_WHAT YOU NEED TO DO_. Can you print the data exactly and leave out each image?

----------

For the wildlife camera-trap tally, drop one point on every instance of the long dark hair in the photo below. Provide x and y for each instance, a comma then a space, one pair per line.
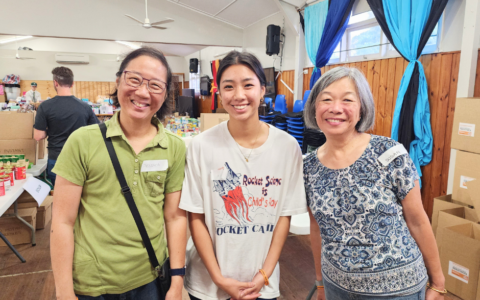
242, 58
167, 105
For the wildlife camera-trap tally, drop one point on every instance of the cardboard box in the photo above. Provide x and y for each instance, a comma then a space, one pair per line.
24, 201
15, 231
16, 125
453, 217
207, 121
467, 168
41, 149
443, 203
466, 125
44, 213
27, 147
460, 260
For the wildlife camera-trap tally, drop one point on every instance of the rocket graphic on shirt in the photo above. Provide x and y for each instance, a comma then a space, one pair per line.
244, 212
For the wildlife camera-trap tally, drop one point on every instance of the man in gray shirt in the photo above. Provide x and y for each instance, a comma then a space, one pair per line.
58, 117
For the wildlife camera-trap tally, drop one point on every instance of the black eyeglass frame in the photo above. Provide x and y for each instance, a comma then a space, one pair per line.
143, 79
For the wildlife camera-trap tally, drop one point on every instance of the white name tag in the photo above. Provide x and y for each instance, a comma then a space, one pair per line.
392, 153
154, 165
220, 174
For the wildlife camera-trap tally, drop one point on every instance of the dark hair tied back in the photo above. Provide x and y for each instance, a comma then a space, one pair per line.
167, 105
242, 58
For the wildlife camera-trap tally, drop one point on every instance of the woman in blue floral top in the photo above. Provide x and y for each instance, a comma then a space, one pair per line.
370, 236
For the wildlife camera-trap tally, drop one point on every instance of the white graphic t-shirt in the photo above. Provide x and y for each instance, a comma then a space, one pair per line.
242, 202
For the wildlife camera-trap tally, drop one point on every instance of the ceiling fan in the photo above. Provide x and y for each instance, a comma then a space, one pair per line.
17, 55
147, 24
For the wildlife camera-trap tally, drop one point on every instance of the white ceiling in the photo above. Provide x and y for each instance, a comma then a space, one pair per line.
106, 20
240, 13
93, 46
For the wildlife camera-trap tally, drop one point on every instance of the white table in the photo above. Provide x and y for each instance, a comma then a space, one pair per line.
6, 201
39, 168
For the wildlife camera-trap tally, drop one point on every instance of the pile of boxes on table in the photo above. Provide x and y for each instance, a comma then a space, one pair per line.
38, 216
456, 217
183, 126
16, 136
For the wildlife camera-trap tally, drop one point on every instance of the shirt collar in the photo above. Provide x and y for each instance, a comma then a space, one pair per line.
114, 129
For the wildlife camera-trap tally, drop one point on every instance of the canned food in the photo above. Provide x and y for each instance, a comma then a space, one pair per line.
20, 172
6, 184
11, 175
2, 187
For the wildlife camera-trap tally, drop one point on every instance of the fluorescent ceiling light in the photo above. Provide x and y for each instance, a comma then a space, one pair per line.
17, 38
128, 44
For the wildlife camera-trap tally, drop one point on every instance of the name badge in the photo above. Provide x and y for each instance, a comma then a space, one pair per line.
220, 174
154, 165
392, 153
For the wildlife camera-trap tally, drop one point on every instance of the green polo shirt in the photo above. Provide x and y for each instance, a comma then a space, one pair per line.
109, 256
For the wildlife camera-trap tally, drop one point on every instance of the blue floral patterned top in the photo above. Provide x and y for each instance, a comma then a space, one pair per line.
366, 245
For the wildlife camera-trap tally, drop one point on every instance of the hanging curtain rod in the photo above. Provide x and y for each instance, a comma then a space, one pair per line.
308, 4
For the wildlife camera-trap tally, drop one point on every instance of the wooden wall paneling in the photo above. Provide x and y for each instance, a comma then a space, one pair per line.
112, 87
439, 133
476, 91
449, 121
433, 92
427, 170
358, 65
382, 96
365, 68
375, 88
389, 98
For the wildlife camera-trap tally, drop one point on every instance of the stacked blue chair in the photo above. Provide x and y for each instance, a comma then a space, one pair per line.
280, 121
281, 104
305, 97
298, 106
268, 102
296, 126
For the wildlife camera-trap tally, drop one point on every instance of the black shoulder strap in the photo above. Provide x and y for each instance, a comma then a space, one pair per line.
129, 197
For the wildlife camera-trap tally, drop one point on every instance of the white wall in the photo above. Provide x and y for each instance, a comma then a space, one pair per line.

----------

_FULL ANSWER_.
For the wildlife camera-trap tally, drop one point on every instance of the long dark hair in the photo below. Provide x and y for each instance, a comma then a space, one pair per line.
242, 58
167, 105
For the wildlife camera-trap tally, drop one point on every instance of the cardboard box in the photo above. Provide x and y for each instance, a comma then a space, one pair per line.
24, 201
15, 231
16, 125
453, 217
207, 121
467, 168
41, 149
443, 203
466, 125
44, 213
27, 147
460, 260
For the wildlife camera-trap tally, drop one point on every instance of the rocket graphic on shirt in the photo above. Provide x and y for each instance, a comma then a space, one pair per line.
244, 212
For the wildlife camera-trap tally, drop one point on every instance of the man in gray shirt in the photo above. Provide x and y for each instance, a comma then a space, one pair per line.
58, 117
For the wildlife camera-trap tally, drop one point on every instance of the black eyeglass frame in the photo above. Provide x and y for each instance, a comma then a space, one pair per line.
143, 79
For the wildlife camera-trap tally, drop one point on every instance of the white name tag in the photo above. Provide x and y for each instance, a comma then a space, one pair per line.
392, 153
154, 165
220, 174
For the wildlife camera-trap tally, drop one point on every instance of the dark hair tied back in the photo above. Provide x and y for each instance, a comma then a space, one pair per line.
167, 105
242, 58
For the wildlife camera-trap tally, drop one point on every instance of the woman in blue floral top in the photo above. Provide x and y for each instance, a comma then a space, one pair per line.
370, 236
For the wildlife camera-trap tally, drop one point on every instance of the white graphic t-shirt in the photo above. Provide x and y for each instance, a comma then a space, one pair per line.
242, 202
For the wildlife camera-trap tally, drop one point on every instance of the ceiling fan in the photo above. Provide x and y for each instance, a comma then a space, one pair per line.
17, 55
147, 24
For the wildlife camera-trap tally, drop one point on every instance of the white ceiling in the photo above. Provide x and y for each instance, a comma then a space, one pair per line.
106, 20
240, 13
93, 46
For the wildlife camera-trap tally, drop one point on every instance of the white table in the photo above. Provide x and y for each instance, a comma then a space, one pair per line.
6, 201
39, 168
For the wildlife camera-trap tally, drop one point on every instance of the pile of boxes on table in the photo above. Provide x and y for each instance, a comma then a space, one pair per line.
38, 216
456, 217
183, 126
16, 136
For the wildlife camera-trap tally, drop one point on every instance of the shirt collar in the photo above. Provide x and y for each instance, a comma then a space, one pair per line.
114, 129
For the wildlife camera-trap tally, drop one point on every instance of the canned food in the photo above. Provide x and y for each instance, a comma then a space, one pair per line.
20, 172
6, 184
11, 175
2, 187
For the wildlife camera-trap tally, drop one point on every instance of the fluorescent ceiling light in the photo above. Provide x and y for each instance, a comma then a space, one pair per line.
17, 38
128, 44
For the wildlife camera-trap tally, drop one point on every instance of the name badge in the photo above. Provide x and y for each instance, a comma then a space, one pair per line.
220, 174
154, 165
392, 153
For the wildlife camera-trap tally, drop one point on every instance of the green polo shirt in the photo above. Provide x and y for each instance, a comma then a space, one pair per line.
109, 256
For the wildlife camera-trap tally, drop one point on every instance of the blue floral patterned top in the photo above. Provide x and y for each instance, a comma then a space, one pair per line.
366, 245
For the wildlife camera-trap tally, drop one point on every instance of the hanging curtain rod in the photo above. Provide x and y for each instance, a comma then a space, one pair per line.
308, 4
For the wildlife camera-trap tally, drop one point on every instance of the wooden wall paneling in the photo above. Provide x and y for each instance, a comma then a space, one pair per line.
112, 87
439, 133
476, 91
449, 121
433, 92
427, 170
358, 65
382, 96
365, 68
375, 88
389, 98
For the wildlife camera-trap tally, drop one point on every instance of the stacked blue chair in the photo above. Provide x and y for each instance, a comma then a space, one pair per line.
280, 121
281, 104
305, 97
298, 106
268, 102
296, 126
For the wildlife camera-trap tally, drop one point on every instance of the black shoulder strap in the photo above. Provide x and y for each instance, a comma then a space, one pair per line.
129, 197
For the wildlife camera-trap tally, drop one point on every instance of the white wall in the photo above. Provide x and y for each instance, a comma then a space, one pair per line.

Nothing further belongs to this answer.